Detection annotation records
=====

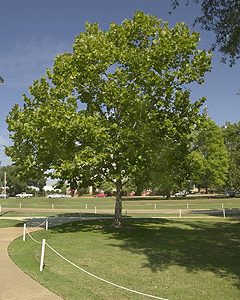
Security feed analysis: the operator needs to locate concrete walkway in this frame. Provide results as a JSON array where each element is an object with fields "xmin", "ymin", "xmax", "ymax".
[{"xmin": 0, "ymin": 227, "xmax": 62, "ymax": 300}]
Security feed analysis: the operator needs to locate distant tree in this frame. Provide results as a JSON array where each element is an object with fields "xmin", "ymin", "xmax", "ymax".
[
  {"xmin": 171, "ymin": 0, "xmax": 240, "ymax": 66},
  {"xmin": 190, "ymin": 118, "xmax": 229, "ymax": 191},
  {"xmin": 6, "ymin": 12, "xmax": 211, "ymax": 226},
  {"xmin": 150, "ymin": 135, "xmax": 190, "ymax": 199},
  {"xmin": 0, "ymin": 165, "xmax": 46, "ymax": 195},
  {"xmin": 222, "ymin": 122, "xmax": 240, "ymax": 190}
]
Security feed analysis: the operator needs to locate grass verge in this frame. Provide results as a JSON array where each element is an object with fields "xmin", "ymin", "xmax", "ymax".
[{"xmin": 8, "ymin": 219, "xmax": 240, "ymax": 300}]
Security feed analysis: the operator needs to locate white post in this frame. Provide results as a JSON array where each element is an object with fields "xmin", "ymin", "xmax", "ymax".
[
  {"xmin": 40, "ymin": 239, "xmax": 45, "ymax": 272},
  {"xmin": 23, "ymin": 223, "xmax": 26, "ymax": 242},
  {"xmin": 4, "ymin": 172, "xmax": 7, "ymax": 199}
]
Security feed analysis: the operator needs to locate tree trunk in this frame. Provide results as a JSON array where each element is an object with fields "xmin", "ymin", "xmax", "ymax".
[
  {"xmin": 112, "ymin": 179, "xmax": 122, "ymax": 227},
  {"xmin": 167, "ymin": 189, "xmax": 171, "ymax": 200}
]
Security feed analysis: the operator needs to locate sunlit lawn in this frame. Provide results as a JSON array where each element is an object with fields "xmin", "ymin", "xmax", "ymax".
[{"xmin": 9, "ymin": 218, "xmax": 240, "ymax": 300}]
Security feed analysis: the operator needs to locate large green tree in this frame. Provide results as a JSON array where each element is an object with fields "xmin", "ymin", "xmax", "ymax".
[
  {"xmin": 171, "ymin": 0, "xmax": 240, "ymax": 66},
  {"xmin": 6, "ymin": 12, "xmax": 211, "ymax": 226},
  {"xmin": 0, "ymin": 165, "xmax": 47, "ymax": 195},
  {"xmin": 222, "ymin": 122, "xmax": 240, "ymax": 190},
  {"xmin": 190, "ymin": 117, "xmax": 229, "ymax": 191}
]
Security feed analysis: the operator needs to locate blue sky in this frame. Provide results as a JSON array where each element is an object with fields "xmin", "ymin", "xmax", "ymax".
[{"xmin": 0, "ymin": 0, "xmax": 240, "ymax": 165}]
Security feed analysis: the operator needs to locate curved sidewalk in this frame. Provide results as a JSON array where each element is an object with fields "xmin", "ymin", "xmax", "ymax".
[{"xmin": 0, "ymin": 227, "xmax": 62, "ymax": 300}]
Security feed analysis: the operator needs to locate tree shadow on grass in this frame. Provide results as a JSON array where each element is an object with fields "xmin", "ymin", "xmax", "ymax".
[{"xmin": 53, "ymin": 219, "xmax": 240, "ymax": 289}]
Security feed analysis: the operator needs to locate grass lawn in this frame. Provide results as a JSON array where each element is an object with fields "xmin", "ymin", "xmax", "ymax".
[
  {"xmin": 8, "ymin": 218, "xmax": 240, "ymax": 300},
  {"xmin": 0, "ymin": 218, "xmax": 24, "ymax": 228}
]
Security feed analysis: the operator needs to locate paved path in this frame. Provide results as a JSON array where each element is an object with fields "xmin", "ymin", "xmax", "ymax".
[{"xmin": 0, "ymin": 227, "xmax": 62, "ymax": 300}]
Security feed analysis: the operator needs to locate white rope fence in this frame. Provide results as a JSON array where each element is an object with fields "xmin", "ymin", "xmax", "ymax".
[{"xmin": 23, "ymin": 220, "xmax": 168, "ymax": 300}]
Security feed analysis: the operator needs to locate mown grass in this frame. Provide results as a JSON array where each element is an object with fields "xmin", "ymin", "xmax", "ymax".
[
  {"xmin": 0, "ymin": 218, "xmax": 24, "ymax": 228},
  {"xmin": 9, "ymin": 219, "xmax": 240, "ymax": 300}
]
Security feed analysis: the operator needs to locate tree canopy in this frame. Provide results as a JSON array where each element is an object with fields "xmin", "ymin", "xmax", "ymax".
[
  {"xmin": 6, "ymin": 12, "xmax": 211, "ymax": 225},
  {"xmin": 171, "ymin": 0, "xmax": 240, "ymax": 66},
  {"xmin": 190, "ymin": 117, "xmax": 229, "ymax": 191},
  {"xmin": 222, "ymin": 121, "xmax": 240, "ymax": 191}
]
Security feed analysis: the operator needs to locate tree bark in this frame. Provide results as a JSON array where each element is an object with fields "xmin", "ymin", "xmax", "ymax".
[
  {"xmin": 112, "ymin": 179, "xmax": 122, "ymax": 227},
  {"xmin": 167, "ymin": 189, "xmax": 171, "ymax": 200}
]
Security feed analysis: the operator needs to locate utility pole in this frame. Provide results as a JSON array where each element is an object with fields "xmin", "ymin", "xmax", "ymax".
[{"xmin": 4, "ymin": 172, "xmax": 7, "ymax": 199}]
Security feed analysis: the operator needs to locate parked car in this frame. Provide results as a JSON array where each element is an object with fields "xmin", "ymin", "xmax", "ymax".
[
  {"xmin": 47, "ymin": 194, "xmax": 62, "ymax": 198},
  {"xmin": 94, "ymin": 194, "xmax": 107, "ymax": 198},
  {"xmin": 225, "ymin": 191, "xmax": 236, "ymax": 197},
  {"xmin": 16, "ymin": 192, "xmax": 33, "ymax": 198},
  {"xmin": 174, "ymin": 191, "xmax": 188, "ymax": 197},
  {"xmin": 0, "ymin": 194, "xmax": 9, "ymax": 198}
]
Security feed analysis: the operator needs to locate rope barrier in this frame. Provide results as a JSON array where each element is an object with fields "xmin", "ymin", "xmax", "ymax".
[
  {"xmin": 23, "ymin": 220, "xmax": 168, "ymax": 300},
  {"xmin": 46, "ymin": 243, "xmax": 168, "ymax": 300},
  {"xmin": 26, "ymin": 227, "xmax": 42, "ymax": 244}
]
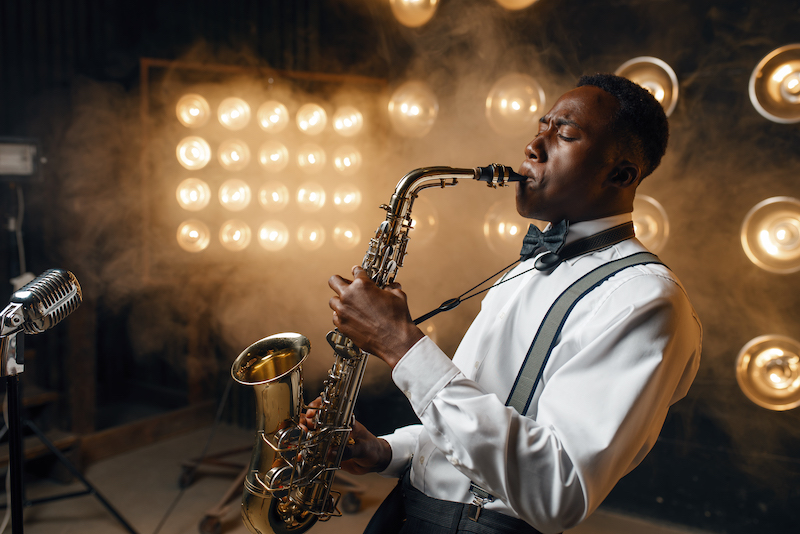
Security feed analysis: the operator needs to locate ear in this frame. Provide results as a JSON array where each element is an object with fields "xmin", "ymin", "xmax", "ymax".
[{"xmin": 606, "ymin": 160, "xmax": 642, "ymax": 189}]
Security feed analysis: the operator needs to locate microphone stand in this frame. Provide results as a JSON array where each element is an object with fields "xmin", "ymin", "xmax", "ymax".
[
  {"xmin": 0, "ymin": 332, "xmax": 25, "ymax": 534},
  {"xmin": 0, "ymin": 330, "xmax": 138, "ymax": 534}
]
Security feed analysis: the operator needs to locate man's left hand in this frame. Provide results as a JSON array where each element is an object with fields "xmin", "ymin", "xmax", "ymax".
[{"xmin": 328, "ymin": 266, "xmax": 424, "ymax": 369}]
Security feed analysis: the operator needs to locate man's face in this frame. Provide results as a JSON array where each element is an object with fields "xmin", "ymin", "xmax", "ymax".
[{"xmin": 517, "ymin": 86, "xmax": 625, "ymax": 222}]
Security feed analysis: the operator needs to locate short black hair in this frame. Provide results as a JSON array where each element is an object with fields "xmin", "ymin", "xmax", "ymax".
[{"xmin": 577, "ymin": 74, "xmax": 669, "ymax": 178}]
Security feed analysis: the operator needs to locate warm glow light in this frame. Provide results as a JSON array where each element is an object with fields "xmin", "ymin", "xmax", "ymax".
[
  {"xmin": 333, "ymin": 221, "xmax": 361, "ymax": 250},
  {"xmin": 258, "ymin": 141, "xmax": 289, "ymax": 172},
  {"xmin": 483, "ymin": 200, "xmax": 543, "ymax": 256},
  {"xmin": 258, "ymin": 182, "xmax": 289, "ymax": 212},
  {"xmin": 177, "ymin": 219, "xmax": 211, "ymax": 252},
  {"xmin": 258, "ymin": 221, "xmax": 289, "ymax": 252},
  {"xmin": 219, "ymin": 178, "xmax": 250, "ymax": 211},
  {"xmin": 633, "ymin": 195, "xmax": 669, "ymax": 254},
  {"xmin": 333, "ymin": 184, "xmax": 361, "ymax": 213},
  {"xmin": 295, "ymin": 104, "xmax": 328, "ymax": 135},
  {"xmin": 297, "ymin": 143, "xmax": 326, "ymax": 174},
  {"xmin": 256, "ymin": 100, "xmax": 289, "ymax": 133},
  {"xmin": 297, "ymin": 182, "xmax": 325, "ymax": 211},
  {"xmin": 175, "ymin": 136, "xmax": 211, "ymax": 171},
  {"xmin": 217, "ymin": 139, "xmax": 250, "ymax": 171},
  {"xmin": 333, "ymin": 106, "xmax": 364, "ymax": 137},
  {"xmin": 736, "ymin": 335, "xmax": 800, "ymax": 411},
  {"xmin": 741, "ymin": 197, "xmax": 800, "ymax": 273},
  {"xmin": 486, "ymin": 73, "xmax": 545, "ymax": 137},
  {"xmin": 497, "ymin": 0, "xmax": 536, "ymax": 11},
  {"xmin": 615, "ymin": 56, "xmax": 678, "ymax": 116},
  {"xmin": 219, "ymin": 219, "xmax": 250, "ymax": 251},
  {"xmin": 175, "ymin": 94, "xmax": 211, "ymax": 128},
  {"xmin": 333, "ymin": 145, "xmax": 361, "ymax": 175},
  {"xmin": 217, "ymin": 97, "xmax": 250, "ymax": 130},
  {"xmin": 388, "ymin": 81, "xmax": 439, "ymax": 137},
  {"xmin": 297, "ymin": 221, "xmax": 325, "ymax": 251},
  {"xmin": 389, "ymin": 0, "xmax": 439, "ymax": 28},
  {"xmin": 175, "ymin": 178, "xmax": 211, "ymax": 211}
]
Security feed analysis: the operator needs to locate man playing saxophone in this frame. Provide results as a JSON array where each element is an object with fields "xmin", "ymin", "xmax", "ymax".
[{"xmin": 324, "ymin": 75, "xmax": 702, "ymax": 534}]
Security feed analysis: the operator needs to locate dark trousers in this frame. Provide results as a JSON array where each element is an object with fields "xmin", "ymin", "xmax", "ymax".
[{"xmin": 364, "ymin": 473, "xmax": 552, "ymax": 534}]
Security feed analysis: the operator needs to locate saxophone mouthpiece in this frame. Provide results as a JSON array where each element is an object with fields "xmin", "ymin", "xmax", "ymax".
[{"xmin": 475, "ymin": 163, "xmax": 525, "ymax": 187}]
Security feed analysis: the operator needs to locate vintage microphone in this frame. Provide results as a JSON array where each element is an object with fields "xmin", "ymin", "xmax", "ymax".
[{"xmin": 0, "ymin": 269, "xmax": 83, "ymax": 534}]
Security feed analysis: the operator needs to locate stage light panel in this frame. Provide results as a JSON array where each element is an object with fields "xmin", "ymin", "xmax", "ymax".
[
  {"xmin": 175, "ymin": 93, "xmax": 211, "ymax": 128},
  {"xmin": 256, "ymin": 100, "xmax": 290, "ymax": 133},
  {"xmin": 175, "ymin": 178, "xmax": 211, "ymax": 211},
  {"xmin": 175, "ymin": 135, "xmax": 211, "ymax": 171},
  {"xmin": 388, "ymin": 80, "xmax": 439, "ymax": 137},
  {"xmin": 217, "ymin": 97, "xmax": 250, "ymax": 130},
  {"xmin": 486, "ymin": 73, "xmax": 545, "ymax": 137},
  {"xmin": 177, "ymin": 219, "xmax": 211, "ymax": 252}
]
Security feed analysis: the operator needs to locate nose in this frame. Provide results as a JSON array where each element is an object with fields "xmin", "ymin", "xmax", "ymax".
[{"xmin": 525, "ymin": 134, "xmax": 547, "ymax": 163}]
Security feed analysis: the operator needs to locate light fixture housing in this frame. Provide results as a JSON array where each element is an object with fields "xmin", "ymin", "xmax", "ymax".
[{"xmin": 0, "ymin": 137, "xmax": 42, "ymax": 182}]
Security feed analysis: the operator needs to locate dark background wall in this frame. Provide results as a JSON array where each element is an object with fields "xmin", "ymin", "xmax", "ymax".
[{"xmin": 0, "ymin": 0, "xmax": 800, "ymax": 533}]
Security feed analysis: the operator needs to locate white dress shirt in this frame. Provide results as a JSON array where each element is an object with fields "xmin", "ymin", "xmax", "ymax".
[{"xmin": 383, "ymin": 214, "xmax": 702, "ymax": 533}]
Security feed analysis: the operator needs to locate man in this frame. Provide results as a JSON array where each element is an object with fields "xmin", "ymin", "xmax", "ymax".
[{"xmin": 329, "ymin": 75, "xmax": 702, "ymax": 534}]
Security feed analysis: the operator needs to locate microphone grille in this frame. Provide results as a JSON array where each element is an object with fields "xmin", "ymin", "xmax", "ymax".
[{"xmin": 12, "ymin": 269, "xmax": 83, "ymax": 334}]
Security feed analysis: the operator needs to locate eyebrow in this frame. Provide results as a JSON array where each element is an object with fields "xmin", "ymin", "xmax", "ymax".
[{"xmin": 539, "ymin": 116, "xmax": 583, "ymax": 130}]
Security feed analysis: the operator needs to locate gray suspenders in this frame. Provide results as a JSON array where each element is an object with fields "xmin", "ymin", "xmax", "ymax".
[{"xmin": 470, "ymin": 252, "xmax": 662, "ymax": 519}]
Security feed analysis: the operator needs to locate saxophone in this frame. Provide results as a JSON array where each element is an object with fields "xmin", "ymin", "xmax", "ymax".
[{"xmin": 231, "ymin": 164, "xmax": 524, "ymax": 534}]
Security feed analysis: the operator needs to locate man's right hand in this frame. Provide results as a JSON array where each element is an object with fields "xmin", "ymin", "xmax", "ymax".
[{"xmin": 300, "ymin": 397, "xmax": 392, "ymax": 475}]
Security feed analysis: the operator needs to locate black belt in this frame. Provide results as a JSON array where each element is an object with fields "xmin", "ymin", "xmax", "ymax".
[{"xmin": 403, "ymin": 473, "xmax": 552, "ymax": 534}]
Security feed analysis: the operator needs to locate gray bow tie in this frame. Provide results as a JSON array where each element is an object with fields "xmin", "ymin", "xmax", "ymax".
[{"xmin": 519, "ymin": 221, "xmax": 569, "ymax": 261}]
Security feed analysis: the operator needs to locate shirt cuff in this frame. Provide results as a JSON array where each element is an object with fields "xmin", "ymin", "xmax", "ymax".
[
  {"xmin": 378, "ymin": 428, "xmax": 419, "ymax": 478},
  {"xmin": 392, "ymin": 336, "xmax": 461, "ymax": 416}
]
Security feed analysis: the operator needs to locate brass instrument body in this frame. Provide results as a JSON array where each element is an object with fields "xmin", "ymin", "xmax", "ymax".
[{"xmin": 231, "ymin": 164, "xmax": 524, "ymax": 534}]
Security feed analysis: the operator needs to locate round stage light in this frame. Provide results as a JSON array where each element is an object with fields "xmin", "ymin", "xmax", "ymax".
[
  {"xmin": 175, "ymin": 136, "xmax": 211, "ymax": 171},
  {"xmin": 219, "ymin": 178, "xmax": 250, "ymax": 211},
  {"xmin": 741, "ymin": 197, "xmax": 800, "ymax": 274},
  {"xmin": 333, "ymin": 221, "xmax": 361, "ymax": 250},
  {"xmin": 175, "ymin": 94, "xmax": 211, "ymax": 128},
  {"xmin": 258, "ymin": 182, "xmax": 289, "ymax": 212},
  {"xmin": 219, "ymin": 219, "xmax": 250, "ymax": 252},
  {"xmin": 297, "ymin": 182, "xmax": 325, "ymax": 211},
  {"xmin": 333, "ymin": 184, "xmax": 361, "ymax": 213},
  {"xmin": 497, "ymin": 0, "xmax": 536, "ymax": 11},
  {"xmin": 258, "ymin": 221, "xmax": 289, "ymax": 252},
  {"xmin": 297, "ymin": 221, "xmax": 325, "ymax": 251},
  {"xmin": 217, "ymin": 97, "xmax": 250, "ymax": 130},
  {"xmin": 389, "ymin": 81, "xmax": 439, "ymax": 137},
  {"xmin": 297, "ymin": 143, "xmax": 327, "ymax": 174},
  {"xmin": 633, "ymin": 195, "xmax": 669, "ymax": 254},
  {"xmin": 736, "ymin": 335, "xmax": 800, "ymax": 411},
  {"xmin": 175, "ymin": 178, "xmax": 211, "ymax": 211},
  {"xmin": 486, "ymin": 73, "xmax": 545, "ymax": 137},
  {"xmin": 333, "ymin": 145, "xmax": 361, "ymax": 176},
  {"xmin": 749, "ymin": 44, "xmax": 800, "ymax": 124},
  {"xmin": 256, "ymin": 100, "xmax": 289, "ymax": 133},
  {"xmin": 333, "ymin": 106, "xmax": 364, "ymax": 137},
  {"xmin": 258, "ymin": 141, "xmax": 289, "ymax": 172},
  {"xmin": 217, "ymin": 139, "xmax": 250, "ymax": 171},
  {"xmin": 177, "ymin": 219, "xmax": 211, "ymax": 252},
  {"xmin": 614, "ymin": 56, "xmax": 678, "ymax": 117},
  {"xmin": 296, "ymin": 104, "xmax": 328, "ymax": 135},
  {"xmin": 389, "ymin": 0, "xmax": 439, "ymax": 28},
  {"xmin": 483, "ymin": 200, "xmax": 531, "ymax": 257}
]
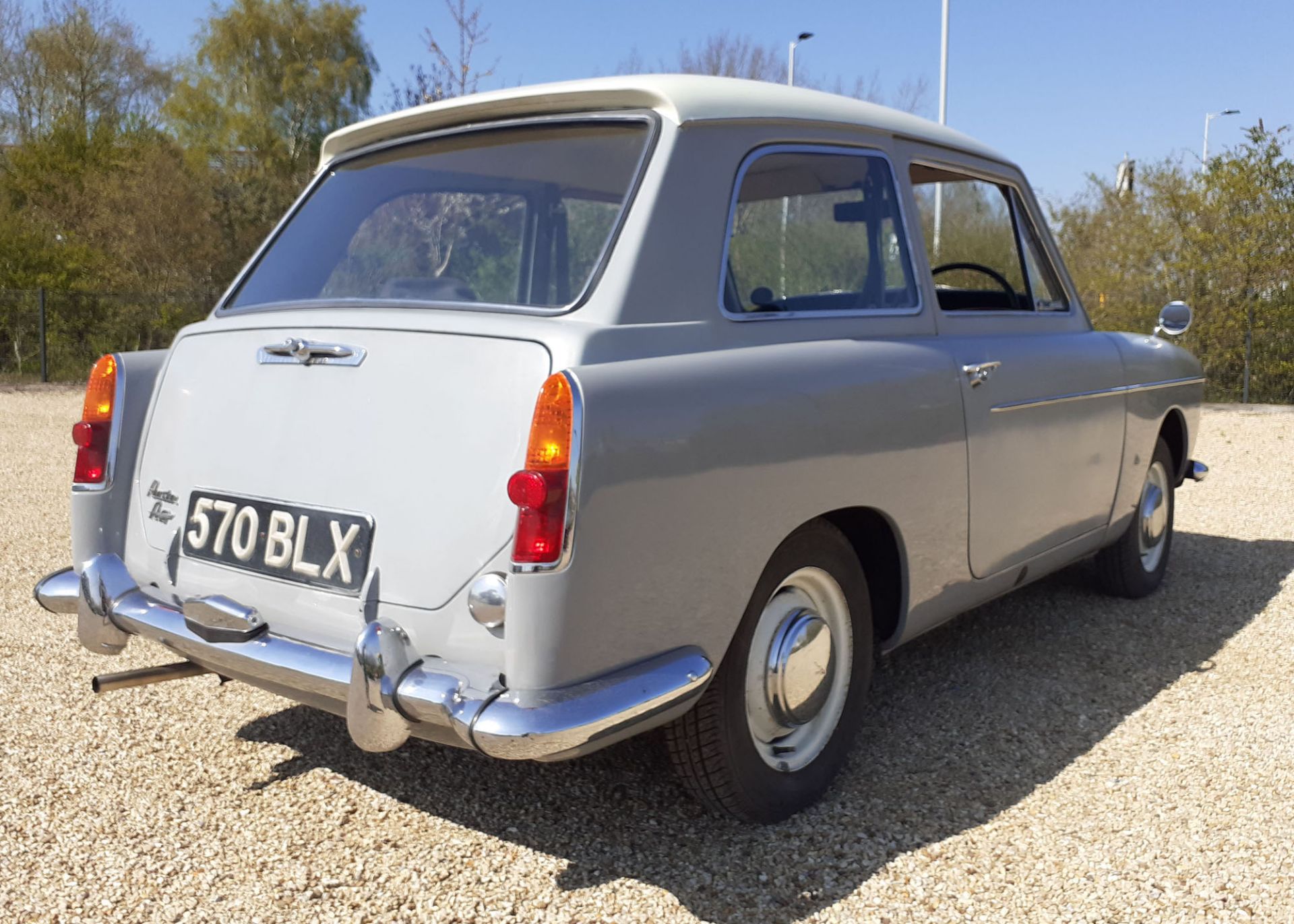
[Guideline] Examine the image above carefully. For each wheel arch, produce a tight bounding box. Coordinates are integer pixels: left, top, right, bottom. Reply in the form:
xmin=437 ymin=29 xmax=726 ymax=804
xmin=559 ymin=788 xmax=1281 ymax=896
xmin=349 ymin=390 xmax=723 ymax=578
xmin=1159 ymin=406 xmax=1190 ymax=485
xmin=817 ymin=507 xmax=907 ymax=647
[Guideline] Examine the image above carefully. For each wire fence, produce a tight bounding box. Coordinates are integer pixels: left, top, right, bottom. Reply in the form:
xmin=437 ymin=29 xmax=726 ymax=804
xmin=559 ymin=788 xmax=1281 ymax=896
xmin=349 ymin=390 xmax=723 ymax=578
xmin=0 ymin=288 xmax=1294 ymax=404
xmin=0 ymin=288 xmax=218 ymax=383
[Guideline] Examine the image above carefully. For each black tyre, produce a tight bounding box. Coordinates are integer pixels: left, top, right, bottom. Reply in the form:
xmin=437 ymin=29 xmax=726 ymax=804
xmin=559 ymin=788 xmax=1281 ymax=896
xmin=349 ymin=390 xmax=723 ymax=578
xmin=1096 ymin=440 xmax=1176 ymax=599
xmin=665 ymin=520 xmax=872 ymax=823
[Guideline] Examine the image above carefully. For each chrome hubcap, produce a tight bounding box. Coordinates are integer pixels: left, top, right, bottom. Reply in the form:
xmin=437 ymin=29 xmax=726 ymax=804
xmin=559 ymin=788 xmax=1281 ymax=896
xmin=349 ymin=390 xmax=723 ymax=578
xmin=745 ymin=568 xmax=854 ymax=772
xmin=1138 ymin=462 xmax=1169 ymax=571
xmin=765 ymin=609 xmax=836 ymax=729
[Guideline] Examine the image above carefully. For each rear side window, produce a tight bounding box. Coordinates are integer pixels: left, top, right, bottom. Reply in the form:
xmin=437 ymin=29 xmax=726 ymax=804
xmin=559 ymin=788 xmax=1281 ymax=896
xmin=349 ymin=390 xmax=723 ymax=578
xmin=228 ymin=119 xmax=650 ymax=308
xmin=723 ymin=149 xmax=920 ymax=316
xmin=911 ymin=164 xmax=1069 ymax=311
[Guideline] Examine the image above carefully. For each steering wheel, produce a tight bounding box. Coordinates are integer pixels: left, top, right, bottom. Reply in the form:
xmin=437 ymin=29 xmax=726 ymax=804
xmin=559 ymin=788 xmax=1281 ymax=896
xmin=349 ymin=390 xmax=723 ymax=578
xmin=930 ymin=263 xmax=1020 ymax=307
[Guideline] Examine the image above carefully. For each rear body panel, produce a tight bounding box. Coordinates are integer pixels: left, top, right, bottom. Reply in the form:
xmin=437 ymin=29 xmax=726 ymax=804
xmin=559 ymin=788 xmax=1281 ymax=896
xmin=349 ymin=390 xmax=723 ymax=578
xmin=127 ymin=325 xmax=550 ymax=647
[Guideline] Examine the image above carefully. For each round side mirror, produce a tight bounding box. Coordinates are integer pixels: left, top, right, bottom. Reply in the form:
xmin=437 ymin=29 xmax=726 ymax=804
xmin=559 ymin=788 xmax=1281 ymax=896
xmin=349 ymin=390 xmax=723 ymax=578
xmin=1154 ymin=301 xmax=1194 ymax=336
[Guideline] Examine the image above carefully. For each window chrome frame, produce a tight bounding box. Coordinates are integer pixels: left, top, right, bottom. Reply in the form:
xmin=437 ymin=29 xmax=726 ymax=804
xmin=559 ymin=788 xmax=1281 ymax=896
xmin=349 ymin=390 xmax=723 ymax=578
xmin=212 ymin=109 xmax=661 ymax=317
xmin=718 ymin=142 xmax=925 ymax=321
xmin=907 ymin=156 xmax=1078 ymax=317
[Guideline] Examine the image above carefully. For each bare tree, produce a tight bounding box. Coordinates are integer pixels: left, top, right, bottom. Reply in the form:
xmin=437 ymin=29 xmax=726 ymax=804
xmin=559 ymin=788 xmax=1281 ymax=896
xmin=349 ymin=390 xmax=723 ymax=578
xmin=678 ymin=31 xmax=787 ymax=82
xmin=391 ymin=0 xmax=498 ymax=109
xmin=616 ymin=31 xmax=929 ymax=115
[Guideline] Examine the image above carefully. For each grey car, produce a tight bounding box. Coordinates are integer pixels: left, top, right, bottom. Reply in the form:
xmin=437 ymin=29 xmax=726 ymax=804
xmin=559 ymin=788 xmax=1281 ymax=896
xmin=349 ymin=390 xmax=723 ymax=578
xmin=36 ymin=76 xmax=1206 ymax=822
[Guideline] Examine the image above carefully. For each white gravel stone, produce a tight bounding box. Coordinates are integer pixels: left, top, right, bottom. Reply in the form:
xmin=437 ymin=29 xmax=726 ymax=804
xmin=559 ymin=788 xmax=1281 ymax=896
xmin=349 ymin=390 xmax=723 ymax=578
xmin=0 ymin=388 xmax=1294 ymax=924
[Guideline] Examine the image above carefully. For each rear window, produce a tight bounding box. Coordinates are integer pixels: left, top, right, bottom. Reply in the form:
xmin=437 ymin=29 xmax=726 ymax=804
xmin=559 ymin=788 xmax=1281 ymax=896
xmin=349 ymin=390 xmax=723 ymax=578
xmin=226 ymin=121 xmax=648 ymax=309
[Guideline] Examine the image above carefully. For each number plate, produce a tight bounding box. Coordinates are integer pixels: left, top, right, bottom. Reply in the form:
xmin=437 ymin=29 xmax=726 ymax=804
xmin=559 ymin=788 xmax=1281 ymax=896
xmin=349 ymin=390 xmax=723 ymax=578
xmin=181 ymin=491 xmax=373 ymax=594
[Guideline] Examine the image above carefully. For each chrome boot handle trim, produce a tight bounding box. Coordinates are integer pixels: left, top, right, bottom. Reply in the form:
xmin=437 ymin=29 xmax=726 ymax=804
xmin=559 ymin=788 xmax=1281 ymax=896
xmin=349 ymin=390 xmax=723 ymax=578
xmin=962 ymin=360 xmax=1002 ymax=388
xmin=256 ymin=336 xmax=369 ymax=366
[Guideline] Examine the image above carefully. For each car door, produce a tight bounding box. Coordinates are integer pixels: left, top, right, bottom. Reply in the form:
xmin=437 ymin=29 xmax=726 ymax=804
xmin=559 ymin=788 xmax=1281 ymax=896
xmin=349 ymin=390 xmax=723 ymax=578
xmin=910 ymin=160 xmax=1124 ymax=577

=====

**What you should do:**
Repeat every line from the one containing "[Guideline] Examine the image above carefully. For each car" through the end of the records, inclusive, and add 83 to each bounding-box coordinate in the answers.

**Completed task:**
[Guideline] Examine the image above carefully. For each car door, produce a tight bounding box. Coordinates are integer pixels: left, top, right, bottom. Reply in the form:
xmin=437 ymin=29 xmax=726 ymax=804
xmin=559 ymin=788 xmax=1281 ymax=896
xmin=349 ymin=390 xmax=723 ymax=578
xmin=993 ymin=243 xmax=1207 ymax=660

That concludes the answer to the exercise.